▶ _The request_
Present the lines below as a numbered list, omitting any blank lines.

[Data records]
______________________________
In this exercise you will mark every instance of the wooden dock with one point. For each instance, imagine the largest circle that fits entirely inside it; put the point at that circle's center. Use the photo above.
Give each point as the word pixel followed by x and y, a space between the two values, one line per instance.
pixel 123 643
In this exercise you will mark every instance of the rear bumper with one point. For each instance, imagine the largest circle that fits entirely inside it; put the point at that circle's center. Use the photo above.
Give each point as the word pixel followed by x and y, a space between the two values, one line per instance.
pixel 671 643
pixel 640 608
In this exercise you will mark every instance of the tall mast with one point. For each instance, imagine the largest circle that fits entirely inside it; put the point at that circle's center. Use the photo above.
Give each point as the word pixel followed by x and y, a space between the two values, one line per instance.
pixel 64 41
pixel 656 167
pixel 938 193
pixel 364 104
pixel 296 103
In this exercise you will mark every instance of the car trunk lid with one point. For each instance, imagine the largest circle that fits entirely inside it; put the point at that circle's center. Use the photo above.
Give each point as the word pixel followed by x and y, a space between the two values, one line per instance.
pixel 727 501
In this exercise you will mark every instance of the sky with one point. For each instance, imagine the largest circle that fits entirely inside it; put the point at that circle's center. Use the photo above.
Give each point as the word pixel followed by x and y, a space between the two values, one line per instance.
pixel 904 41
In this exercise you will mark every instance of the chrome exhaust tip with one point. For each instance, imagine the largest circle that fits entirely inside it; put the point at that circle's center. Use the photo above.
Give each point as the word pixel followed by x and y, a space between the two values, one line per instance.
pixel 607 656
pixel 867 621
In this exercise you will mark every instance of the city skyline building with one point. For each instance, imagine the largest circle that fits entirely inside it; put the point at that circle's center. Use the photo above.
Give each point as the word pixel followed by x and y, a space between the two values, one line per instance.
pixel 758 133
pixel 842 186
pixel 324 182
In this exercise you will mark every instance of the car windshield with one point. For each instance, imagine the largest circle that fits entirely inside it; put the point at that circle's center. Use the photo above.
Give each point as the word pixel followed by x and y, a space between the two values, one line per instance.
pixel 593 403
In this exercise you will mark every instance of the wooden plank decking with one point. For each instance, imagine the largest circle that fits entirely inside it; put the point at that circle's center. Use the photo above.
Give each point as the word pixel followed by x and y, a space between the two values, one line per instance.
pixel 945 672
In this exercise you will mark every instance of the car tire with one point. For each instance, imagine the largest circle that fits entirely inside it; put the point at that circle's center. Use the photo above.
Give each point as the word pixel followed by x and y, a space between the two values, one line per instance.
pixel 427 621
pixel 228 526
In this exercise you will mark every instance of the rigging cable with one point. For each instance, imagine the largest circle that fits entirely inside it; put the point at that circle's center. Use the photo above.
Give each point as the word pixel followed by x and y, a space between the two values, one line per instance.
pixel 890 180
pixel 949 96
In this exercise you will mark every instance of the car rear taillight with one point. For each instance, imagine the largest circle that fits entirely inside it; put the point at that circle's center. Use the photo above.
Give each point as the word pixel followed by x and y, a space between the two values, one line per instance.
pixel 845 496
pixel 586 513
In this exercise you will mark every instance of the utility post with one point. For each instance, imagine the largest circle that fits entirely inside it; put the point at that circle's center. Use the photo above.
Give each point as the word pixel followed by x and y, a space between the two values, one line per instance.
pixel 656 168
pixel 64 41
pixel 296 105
______________________________
▶ _Full solution_
1. In this exercise you will mark every instance of the wooden dock with one point. For each instance, imagine the largest circle that fits entirely inside it; put the point at that circle's center. Use the photo above.
2. Give each point as the word pixel followed by x and y, a space between the two values, one line per instance.
3. pixel 123 643
4. In this exercise you will mark every instance of the rear bumper with one point. For each instance, imagine the largest circle that fits entirely inside it; put the point at that circle's center. Use the photo above.
5. Give each point as the word pixel followed by x and y, a space between the two values, one line per instance.
6. pixel 671 643
7. pixel 640 608
8. In this exercise you will mark every instance of the tall mast with one point. For each instance, imagine the largest circle that fits entirely inside it; put the point at that circle's center. Use the photo above.
9. Give each point as the word pixel followed by x and y, a space between the two values, one line per instance.
10. pixel 64 41
11. pixel 656 167
12. pixel 938 193
13. pixel 364 104
14. pixel 296 103
15. In this exercise you will mark every instance of the car trunk lid with one point. For each instance, imagine the largest circle that fits entirely inside it; put the point at that circle's center. Use the photo above.
16. Give each point as the word pixel followed by x and y, a space between the two values, one line per instance.
17. pixel 727 501
18. In this exercise you will mark every instance of the sky with one point. For each instance, imagine the largest circle that fits entirely inside it; put the point at that circle's center. Use the photo above.
19. Give each point as the word pixel followed by x and y, a space between the two values, one line per instance.
20. pixel 904 41
21. In this exercise you will mark every instance of the chrome exhaust tip with one point. For each instance, imagine the largest circle that fits entirely inside it; put the point at that circle's center. Use the photo above.
22. Give each point as the word pixel followed by x and y, a space between the two values, one line per instance.
23. pixel 607 656
24. pixel 867 621
25. In this exercise you will mark every instance of the city skyline building with one point. For each instance, imagine the largest circle that fits entirely inside it; put the point at that circle's center. Use the photo above.
26. Give each point as the word pixel followed by x and y, a space between the two values, one line per instance.
27. pixel 758 133
28. pixel 842 186
29. pixel 324 182
30. In this exercise you will mark every instance of the car windshield with one point. For each instance, imagine the largest circle that fits entirely inside it; put the point at that circle's center. Use the photo above.
31. Give each point as the word pixel followed by x and y, a space between the two values, one line per instance.
32. pixel 593 403
33. In this exercise you will mark every instance of the wooden plank decking with one point. For each instance, imagine the largest circle that fits entirely inside it; put the point at that circle's center. Use the photo above.
34. Give each point as the word pixel followed by x and y, a space between the two values, one line per instance.
35. pixel 945 672
36. In this exercise you will mark every instance of the car tire with one point. For each instance, imagine the largest circle that fits entirely inside it; put the point at that circle's center. Use the photo above.
37. Give each point as the word pixel followed by x and y, a space between the two values, one line per instance.
38. pixel 427 621
39. pixel 228 526
40. In this exercise you will mark every instance of the rigging cable with one point. For each instance, imagine the largest circle that fits entirely inside it; put the point at that circle's center. Use the photo above.
41. Give each point as the word pixel followed by x and y, a space between the two values, one line per instance.
42. pixel 890 180
43. pixel 949 96
44. In this exercise you will mark every instance of the car rear taillight with one point. For each instance, imagine the largest circle that fits entirely inside it; put the point at that circle's center. Use the photo above.
45. Give each point as the word pixel followed by x and y, a space between the two values, one line per instance.
46. pixel 845 496
47. pixel 586 513
48. In this exercise you will mark every instance of the utility post with one point. For each instance, imagine the largest circle that fits entirely inside it; put the point at that circle's center. Use the photo above.
49. Give each point as the word pixel followed by x and y, a space between the two values, one line per instance.
50. pixel 656 168
51. pixel 64 41
52. pixel 296 105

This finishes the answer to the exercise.